** WHAT TO WORK ON **
In the records below, some lines contain the word "pancake". Copy each of them.

** Region pointing data **
+++++
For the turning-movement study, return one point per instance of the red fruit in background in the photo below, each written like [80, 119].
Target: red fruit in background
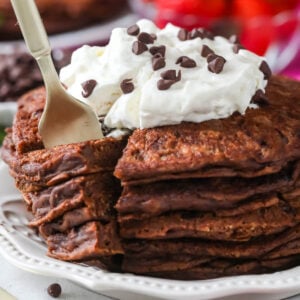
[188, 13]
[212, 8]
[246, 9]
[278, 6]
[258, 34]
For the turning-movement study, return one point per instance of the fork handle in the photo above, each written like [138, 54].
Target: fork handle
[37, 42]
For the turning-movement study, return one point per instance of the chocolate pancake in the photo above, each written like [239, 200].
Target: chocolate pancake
+++++
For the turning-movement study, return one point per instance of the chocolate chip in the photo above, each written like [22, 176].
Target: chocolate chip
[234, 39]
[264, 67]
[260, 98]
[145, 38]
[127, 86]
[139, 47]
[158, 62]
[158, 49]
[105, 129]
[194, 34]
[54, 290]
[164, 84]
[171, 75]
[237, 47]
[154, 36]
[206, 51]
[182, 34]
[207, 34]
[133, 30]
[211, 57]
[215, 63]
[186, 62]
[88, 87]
+++++
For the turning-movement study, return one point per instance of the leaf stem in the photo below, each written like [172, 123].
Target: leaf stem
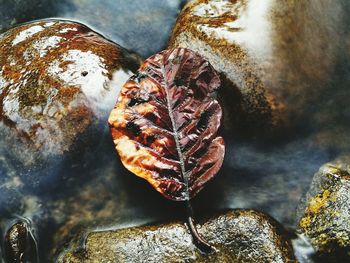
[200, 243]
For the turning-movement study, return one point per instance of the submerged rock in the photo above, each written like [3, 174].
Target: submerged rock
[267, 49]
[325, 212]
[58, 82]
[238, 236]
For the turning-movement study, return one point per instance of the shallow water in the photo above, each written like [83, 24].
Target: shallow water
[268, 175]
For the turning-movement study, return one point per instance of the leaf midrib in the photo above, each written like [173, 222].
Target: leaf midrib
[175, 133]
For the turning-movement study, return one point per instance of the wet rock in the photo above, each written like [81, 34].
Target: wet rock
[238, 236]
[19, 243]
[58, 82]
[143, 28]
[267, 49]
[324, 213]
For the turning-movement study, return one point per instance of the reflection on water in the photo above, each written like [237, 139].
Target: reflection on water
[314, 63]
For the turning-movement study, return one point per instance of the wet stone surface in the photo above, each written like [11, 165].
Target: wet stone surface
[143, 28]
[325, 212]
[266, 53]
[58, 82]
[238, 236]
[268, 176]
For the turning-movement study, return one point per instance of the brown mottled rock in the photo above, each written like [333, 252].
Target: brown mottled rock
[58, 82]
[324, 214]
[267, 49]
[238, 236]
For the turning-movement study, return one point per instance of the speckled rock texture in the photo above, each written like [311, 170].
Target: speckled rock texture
+++++
** RESPONSE TO THE TASK **
For the turning-movement study, return one point per instance of the chocolate pancake in the photo above, each written like [239, 200].
Target: chocolate pancake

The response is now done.